Reproduce the following lines word for word, from the first to the last.

•••••

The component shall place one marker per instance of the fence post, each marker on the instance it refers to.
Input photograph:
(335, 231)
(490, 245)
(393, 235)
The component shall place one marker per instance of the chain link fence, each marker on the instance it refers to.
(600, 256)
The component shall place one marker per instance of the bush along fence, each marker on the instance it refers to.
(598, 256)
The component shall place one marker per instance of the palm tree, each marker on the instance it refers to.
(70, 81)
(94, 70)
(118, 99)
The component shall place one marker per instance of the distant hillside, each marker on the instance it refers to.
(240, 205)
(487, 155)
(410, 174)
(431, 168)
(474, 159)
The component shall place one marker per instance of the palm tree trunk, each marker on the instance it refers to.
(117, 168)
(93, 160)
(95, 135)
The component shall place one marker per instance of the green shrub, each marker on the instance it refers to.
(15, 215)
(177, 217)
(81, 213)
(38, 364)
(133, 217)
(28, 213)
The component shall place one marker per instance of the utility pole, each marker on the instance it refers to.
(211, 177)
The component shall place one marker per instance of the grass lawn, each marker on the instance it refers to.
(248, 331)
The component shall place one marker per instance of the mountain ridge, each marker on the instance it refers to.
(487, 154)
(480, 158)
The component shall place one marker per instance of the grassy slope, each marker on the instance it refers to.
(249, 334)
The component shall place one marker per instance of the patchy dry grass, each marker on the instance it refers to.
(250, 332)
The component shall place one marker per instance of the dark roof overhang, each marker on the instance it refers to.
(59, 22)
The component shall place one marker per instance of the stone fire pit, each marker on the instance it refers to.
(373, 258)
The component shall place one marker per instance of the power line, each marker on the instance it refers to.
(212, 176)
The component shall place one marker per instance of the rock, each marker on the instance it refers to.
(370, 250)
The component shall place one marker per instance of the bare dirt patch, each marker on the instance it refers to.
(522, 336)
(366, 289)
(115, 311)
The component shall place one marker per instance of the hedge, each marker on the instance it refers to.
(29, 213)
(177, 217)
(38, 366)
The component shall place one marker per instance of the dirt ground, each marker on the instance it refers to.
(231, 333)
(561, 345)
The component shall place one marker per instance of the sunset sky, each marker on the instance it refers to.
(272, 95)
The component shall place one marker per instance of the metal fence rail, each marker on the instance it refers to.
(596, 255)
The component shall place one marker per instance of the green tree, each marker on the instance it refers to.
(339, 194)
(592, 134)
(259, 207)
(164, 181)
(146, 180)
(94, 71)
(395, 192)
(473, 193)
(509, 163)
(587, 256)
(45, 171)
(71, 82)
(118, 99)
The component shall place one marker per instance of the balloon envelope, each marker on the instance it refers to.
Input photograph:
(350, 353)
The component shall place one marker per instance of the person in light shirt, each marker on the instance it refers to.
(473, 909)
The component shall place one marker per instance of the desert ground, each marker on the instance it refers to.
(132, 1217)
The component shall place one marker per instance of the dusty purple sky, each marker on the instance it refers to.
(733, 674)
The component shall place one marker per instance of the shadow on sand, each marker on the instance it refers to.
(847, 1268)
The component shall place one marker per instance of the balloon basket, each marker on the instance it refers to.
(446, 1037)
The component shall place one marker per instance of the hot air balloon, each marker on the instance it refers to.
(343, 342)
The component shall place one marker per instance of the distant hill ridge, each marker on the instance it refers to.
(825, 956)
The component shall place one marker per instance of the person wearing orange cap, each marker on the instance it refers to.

•••••

> _Written reply_:
The component shall place one marker per instance of the fence post, each marker on the instance it refers to.
Input photograph:
(335, 231)
(490, 245)
(393, 235)
The component shall place one marker per instance of the chain link fence, each marker on the instance it refers to.
(600, 256)
The component shall place one marker per instance of the bush along fence, each marker on the instance it refers to.
(598, 256)
The component shall place one marker per instance of the palm tree, each marker on the instance it refers to.
(70, 81)
(94, 70)
(118, 99)
The component shall place one marker per instance of the distant hillside, each marker on the instance it refers to.
(240, 205)
(487, 155)
(410, 174)
(431, 168)
(474, 159)
The component shall place one marker per instance of the palm tree trunk, each marker on the instance it refers to.
(117, 168)
(93, 160)
(95, 135)
The component shall place one marker per instance of the green shrub, each marker on the instance it refers to.
(15, 215)
(177, 217)
(81, 213)
(38, 364)
(133, 217)
(28, 213)
The component shall place one marker per instance of the utility pole, each marker on the instance it refers to.
(211, 177)
The component shall place one marker per instance of the grass lawn, each marker on the instance it refers to.
(248, 331)
The component shall place one marker per instance of the mountain ridge, each marker on the instance it refers to.
(487, 154)
(480, 158)
The component shall place one marker per instance of the grassy slope, each marker on the instance it refers to.
(249, 334)
The component shall place one marker per instance of the patchy dry grass, each marker on the instance it refers to.
(250, 332)
The component shall place one marker per instance of the dark roof overhang, each marker on the instance it refers to.
(59, 22)
The component shall place one marker per instance of the stone fire pit, each marker on the instance it refers to.
(373, 258)
The component shall place one marker per instance of the power line, each marker on the instance it refers to.
(212, 176)
The component shall place one marker per instance of the rock, each marker on the instance it refers to.
(370, 250)
The component shall place one marker per instance of the bare dirt patch, each marker on the instance it refers to.
(522, 336)
(366, 289)
(115, 311)
The component shall place one marker per instance of the hedge, each marker on the instance it refers to.
(29, 213)
(177, 217)
(38, 366)
The component shall place one marker per instance of the dirt ground, each marker on the instance it refers to.
(231, 333)
(561, 345)
The component shall place one marker per instance of the sunset sky, each marker on the instance it refers to.
(272, 95)
The component shall place one marker per instance of the metal fence rail, each marker on the instance it refers to.
(596, 255)
The component shall place one marker per instance of the green tree, each marker on the instance it refers to.
(339, 194)
(592, 134)
(259, 207)
(164, 181)
(146, 180)
(94, 71)
(395, 192)
(473, 193)
(509, 163)
(587, 256)
(45, 171)
(71, 82)
(118, 99)
The component shall place one marker per instance of the balloon envelope, each marker on the instance it refers to.
Input photograph:
(350, 353)
The component shall place one marker per instance of the person in light shirt, each marker on the instance it refers to.
(473, 909)
The component shall place one marker per instance of the desert ground, each marker on the instance it refers to.
(132, 1217)
The component shall place one marker per instance of the dusty purple sky, each marker on the instance it refers to.
(733, 674)
The component shall place one marker per instance of the shadow on sand, each marker on the instance it refers to.
(847, 1268)
The component shall place one marker per instance of the balloon basket, each marker on the instance it refers to.
(446, 1037)
The component shall place one marker per instance of the hot air balloon, each marker on the instance it refers to.
(343, 342)
The component shall place one marker per instance of the distant hill ridge, each marker on the instance it refers to.
(825, 956)
The component shall place one marker per instance of the person wearing orange cap, each marker on the instance it refers to.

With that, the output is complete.